Opposition-leaning analysts believe that the Prime Minister did a grave disservice to his country by taking sides with former president Donald Trump and his supporters in his address to the CPAC meeting. Pro-government commentators, on the other hand, take the event as proof that Prime Minister Orbán has become an important international actor.

In an editorial devoted to the echoes of the Prime Minister’s speech, Magyar Narancs finds it sad that critics and supporters of the Prime Minister passionately debated the insignificant question of whether the hall where the Prime Minister spoke in Dallas was crammed with people or half empty. The debate, they write, should centre instead on what Mr Orbán actually said. They also condemn the Prime Minister for joining that shallow debate by publishing a photo of the hall full of people listening to his speech and condemning the left-wing press for alleging the opposite.

In Heti Világgazdaság, former Foreign Minister and ambassador to Washington Géza Jeszenszky thinks the tactical decision of the Prime Minister to support Donald Trump in the United States is ill-advised because a small country like Hungary should not take such a risk. He believes in fact that Mr Trump only has a small chance of becoming President of the United States again. The Democratic administration is obviously highly critical of the Hungarian government and Mr Jeszenszky criticises Foreign Minister Péter Szíjjártó for having flatly rejected criticism by the new American ambassador to Budapest. Instead, he suggests, Hungarian officials should try and convince him that he was mistaken when he told Congress in Washington that the rule of law has been seriously undermined in Hungary.
--
_JOB 1_: Print the whole listing below line for line, leaving out the pictures.
_JOB 2_: Carry on the piece above about Hungarian reactions to Orbán's CPAC speech, starting after its last sentence.

(Records from a collection)
--
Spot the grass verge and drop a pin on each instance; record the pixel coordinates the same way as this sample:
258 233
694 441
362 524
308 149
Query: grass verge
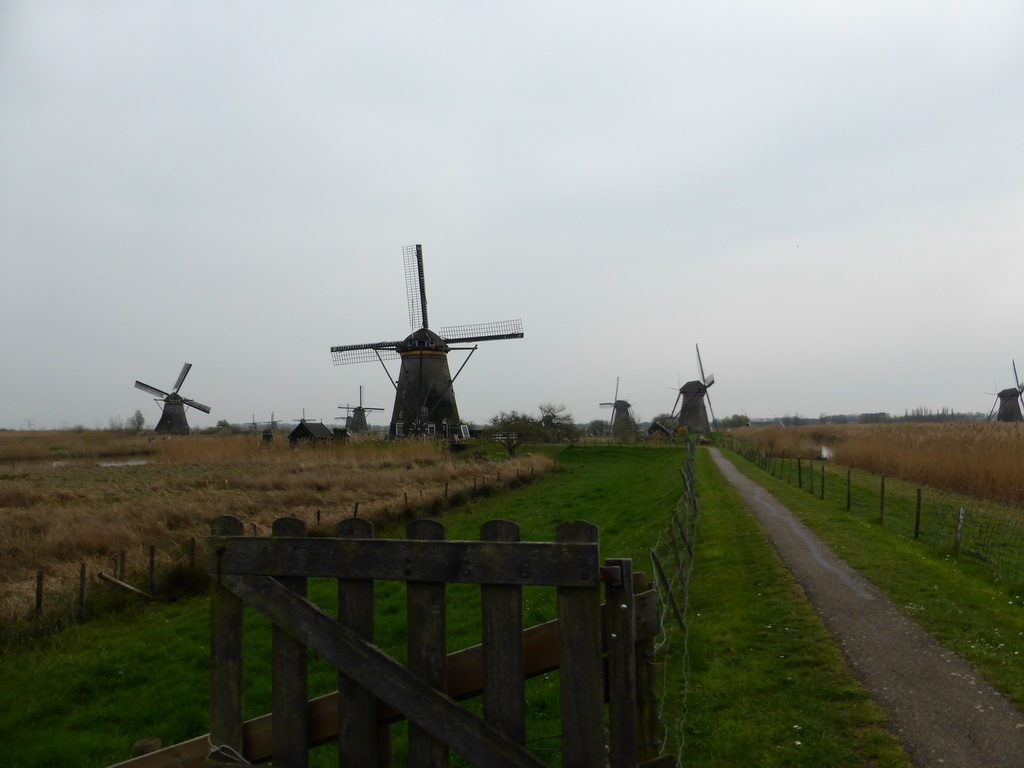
956 599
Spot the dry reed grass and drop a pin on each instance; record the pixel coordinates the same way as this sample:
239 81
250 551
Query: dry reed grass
975 458
82 507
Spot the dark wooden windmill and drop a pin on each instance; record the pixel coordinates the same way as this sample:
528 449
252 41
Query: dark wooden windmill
1009 401
173 419
424 402
622 413
355 419
693 413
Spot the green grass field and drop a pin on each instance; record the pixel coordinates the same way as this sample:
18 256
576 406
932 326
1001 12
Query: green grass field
764 685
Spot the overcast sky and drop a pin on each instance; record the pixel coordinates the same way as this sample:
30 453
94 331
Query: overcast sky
827 198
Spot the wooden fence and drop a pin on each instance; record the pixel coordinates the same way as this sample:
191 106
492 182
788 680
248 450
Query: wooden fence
604 653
--
_TASK RESPONSE 1_:
Spot the grass verge and drop a pin on each instance; record the pixel coordinates the same way as this sample:
258 233
694 441
362 524
308 149
Query: grass verge
956 599
Spot the dry reed grass and drop a pin on each instance; record the pixel coordinates the same way as this sample:
239 81
250 551
Query: dry reed grass
975 458
82 507
Spot the dark wooden windmill and drop a pin on each instance; record the pixel coordinates the same way as this sample:
528 449
252 41
Query: dark wooden windmill
1009 401
173 419
424 402
622 413
355 419
693 413
Spot the green grass field and drop a pin on each instance; record the pixel coordinates the same way as this sample:
18 256
576 406
932 326
1001 12
Query: green grass field
764 685
Spot the overcast sky and drop a pin on each instance; record the pixel coordinates the same way as this sample:
30 453
94 331
Query: overcast sky
827 198
Spot the wooden fence and drop a pin on each instance; record the pixel coordinates the same way as this sample:
191 106
492 182
788 680
248 450
Query: wooden fence
604 653

_TASK RESPONSE 2_:
In their editorial, the new editors of 168 óra admit that Prime Minister Orbán has become an important international player and is visibly engaged to find solutions to global problems. No wonder, they continue, since he has won four consecutive landslide victories in parliamentary elections at home and is therefore inclined to find the home theatre less inspiring. However, 168 óra thinks, problems have begun accumulating within Hungary and as the Prime Minister’s role is central in decision-making, he had better not be distracted by his interest in international affairs.

In Demokrata, András Bencsik interprets the Prime Minister‘s speech in Dallas as a catalyst for positive changes in the attitude of American conservatives,  discouraged by their defeat in the last presidential elections. He admits that Hungary has now no allies in Europe with what he calls her ‘organic democracy’. Europe, he continues, is sinking ever deeper into an existential crisis and the only chance of survival is a conservative takeover in America.

In Mandiner, Vajk Farkas remarks that Prime Minister Orbán’s figure has aroused unprecedented attention in America. The last Hungarian statesman to be known throughout America was Lajos Kossuth, the leader of the war of liberation in 1848/49, but he was in exile, whereas Mr Orban is an acting Prime Minister. Many right-wingers in the United States see him as a role model, while progressives describe him as the embodiment of evil. But even the negative reactions, Farkas writes, show that the Hungarian Prime Minister is an important factor in international affairs.